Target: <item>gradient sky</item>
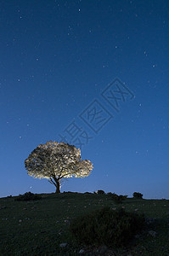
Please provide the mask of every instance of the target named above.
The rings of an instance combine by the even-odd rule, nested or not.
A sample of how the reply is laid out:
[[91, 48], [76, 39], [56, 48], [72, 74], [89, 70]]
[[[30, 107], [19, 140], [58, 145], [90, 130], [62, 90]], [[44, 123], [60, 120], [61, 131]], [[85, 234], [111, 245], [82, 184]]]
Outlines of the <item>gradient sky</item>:
[[93, 170], [61, 192], [169, 199], [168, 14], [167, 0], [0, 1], [0, 197], [54, 193], [24, 162], [63, 137]]

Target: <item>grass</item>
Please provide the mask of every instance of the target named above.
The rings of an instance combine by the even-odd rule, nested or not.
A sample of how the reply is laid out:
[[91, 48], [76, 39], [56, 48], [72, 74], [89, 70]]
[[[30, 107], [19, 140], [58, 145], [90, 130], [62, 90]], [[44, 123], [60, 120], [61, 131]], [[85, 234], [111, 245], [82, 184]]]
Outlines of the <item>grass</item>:
[[[106, 195], [61, 193], [39, 194], [41, 200], [15, 201], [17, 196], [0, 198], [0, 255], [79, 255], [81, 249], [94, 254], [96, 248], [80, 246], [69, 232], [75, 217], [103, 207], [125, 207], [127, 212], [155, 218], [155, 223], [127, 248], [111, 250], [105, 255], [169, 255], [169, 201], [128, 198], [115, 204]], [[157, 232], [153, 237], [149, 230]], [[67, 243], [60, 247], [60, 243]], [[92, 253], [93, 252], [93, 253]], [[84, 254], [83, 254], [84, 255]]]

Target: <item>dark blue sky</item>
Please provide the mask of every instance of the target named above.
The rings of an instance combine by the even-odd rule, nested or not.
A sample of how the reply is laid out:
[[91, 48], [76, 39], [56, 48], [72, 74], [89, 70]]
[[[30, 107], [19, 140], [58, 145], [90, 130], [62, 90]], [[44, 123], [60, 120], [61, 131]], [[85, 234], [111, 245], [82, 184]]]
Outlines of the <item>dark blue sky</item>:
[[93, 170], [61, 191], [169, 199], [168, 1], [5, 0], [0, 10], [0, 196], [54, 192], [24, 161], [63, 136], [83, 143]]

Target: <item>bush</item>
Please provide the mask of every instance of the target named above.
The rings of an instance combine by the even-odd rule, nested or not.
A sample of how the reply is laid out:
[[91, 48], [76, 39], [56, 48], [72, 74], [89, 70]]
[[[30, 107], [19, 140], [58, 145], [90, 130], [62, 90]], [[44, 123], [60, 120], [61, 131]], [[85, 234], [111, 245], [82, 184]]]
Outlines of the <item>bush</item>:
[[105, 192], [104, 190], [98, 190], [96, 193], [98, 195], [105, 195]]
[[121, 247], [127, 245], [144, 224], [144, 215], [104, 207], [72, 220], [70, 231], [84, 245]]
[[115, 203], [121, 203], [123, 200], [127, 199], [127, 195], [116, 195], [115, 193], [108, 193], [107, 194], [110, 199], [112, 199]]
[[111, 192], [107, 193], [107, 195], [112, 195]]
[[14, 201], [31, 201], [31, 200], [39, 200], [42, 197], [37, 195], [37, 194], [33, 194], [31, 192], [26, 192], [24, 195], [19, 195], [19, 197]]
[[133, 195], [133, 198], [143, 198], [143, 195], [141, 193], [138, 193], [138, 192], [134, 192], [132, 194]]

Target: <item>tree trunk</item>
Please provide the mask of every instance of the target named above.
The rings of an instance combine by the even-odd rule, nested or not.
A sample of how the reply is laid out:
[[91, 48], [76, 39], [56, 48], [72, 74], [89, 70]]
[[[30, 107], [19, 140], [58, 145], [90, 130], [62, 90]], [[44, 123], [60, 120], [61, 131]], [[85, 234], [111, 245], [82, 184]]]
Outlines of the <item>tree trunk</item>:
[[56, 181], [56, 194], [60, 193], [60, 183], [59, 181]]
•••••
Set out every line of the records above as a Markdown table with two columns, Number and Text, numbering the rows and skipping blank lines. Leave the pictures out.

:: RESPONSE ::
| Number | Text |
|---|---|
| 1 | Target: <item>gradient sky</item> |
| 2 | Please provide the mask of every instance of the target named above. |
| 3 | The rings of an instance combine by the even-odd rule, nested or not. |
| 4 | A sample of how the reply is laid out: |
| 5 | [[91, 48], [76, 39], [56, 48], [72, 74], [89, 70]] |
| 6 | [[[30, 107], [19, 140], [58, 145], [90, 130], [62, 90]], [[44, 123], [60, 120], [61, 131]], [[85, 234], [111, 245], [82, 184]]] |
| 7 | Outlines of the <item>gradient sky</item>: |
| 8 | [[93, 170], [61, 192], [169, 199], [168, 14], [167, 0], [0, 1], [0, 197], [54, 193], [24, 162], [63, 137]] |
| 9 | Target: <item>grass</item> |
| 10 | Please provide the mask of every instance of the target named above. |
| 11 | The rings of an instance combine by the even-odd rule, nested or not. |
| 12 | A sample of how the reply is laid out: |
| 13 | [[91, 48], [76, 39], [56, 48], [72, 74], [89, 70]] |
| 14 | [[[30, 107], [19, 140], [58, 145], [90, 130], [62, 90]], [[44, 123], [60, 120], [61, 131]], [[85, 234], [111, 245], [82, 184]]] |
| 15 | Outlines of the <item>grass</item>: |
| 16 | [[[106, 195], [61, 193], [39, 194], [41, 200], [15, 201], [17, 196], [0, 198], [0, 255], [79, 255], [81, 249], [94, 254], [96, 248], [80, 246], [69, 232], [75, 217], [103, 207], [125, 207], [127, 212], [155, 218], [155, 223], [127, 248], [111, 250], [105, 255], [169, 255], [169, 201], [128, 198], [115, 204]], [[157, 232], [153, 237], [149, 230]], [[67, 243], [60, 247], [60, 243]], [[92, 253], [93, 252], [93, 253]], [[84, 254], [83, 254], [84, 255]]] |
| 17 | Target: <item>dark blue sky</item> |
| 18 | Please provide the mask of every instance of the target named above. |
| 19 | The rings of an instance combine by the even-odd rule, nested or not. |
| 20 | A sample of how the reply is laid out: |
| 21 | [[91, 48], [76, 39], [56, 48], [72, 74], [89, 70]] |
| 22 | [[[30, 107], [19, 140], [58, 145], [90, 130], [62, 90]], [[44, 123], [60, 120], [61, 131]], [[85, 234], [111, 245], [82, 184]]] |
| 23 | Outlines of the <item>dark blue sky</item>: |
| 24 | [[93, 170], [61, 191], [169, 199], [168, 1], [5, 0], [0, 10], [0, 196], [54, 192], [24, 161], [63, 136], [83, 143]] |
| 25 | Target: <item>bush</item> |
| 26 | Please provide the mask of every instance of the target named above. |
| 27 | The rings of an instance combine by the even-odd rule, nested or not. |
| 28 | A sample of how the reply is laid out: |
| 29 | [[91, 48], [76, 39], [56, 48], [72, 74], [89, 70]] |
| 30 | [[[30, 107], [19, 140], [58, 145], [90, 130], [62, 90]], [[44, 123], [60, 120], [61, 131]], [[85, 234], [111, 245], [82, 184]]] |
| 31 | Outlines of the <item>bush</item>: |
| 32 | [[105, 192], [104, 190], [98, 190], [96, 193], [98, 195], [105, 195]] |
| 33 | [[121, 247], [127, 245], [144, 224], [144, 215], [104, 207], [72, 220], [70, 231], [84, 245]] |
| 34 | [[115, 203], [121, 203], [123, 200], [127, 199], [127, 195], [116, 195], [115, 193], [108, 193], [107, 194], [110, 199], [112, 199]] |
| 35 | [[111, 192], [107, 193], [107, 195], [112, 195]] |
| 36 | [[14, 201], [31, 201], [31, 200], [39, 200], [42, 197], [37, 195], [37, 194], [33, 194], [31, 192], [26, 192], [24, 195], [19, 195], [19, 197]] |
| 37 | [[133, 195], [133, 198], [143, 198], [143, 195], [141, 193], [138, 193], [138, 192], [134, 192], [132, 194]] |
| 38 | Target: <item>tree trunk</item> |
| 39 | Please provide the mask of every instance of the target named above. |
| 40 | The rings of an instance combine by the even-odd rule, nested or not. |
| 41 | A sample of how the reply is laid out: |
| 42 | [[91, 48], [76, 39], [56, 48], [72, 74], [89, 70]] |
| 43 | [[[30, 107], [19, 140], [58, 145], [90, 130], [62, 90]], [[44, 123], [60, 120], [61, 131]], [[85, 234], [111, 245], [82, 184]]] |
| 44 | Outlines of the <item>tree trunk</item>: |
| 45 | [[56, 181], [56, 194], [60, 193], [60, 183], [59, 181]] |